| Task details |
Below is a set of entries. Print the line that contains "Expected: one point per instance of the distant" and every later line word for word, through the final one.
-- Stored data follows --
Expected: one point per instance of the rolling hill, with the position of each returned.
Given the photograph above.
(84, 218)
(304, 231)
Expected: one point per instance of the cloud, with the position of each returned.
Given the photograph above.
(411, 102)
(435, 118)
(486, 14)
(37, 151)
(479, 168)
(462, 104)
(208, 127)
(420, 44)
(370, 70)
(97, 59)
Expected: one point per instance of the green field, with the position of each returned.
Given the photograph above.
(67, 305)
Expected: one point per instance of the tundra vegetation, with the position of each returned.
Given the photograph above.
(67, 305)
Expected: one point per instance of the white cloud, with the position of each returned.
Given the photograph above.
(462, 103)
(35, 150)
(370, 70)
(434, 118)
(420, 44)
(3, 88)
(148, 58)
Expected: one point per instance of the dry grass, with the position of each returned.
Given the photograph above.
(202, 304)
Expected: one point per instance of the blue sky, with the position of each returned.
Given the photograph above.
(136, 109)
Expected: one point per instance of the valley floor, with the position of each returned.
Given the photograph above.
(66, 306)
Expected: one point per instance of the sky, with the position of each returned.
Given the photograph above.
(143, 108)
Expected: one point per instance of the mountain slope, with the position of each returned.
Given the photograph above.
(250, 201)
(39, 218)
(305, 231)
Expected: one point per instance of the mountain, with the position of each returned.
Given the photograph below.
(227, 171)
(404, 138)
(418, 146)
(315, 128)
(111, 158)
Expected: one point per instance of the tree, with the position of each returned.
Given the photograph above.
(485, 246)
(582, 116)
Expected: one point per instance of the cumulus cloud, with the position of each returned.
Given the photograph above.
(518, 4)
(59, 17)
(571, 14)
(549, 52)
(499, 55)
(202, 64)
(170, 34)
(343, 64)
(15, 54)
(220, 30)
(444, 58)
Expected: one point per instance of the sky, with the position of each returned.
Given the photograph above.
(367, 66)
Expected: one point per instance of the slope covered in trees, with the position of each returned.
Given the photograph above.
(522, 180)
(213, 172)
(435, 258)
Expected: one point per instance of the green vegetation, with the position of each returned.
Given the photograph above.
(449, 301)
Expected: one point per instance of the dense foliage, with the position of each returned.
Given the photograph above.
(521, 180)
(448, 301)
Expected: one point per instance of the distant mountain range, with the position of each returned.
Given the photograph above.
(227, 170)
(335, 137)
-- Stored data concluded --
| Answer area |
Expected: one point per instance of the distant mountain range, with the position of each returned.
Given the photograph above.
(227, 170)
(335, 137)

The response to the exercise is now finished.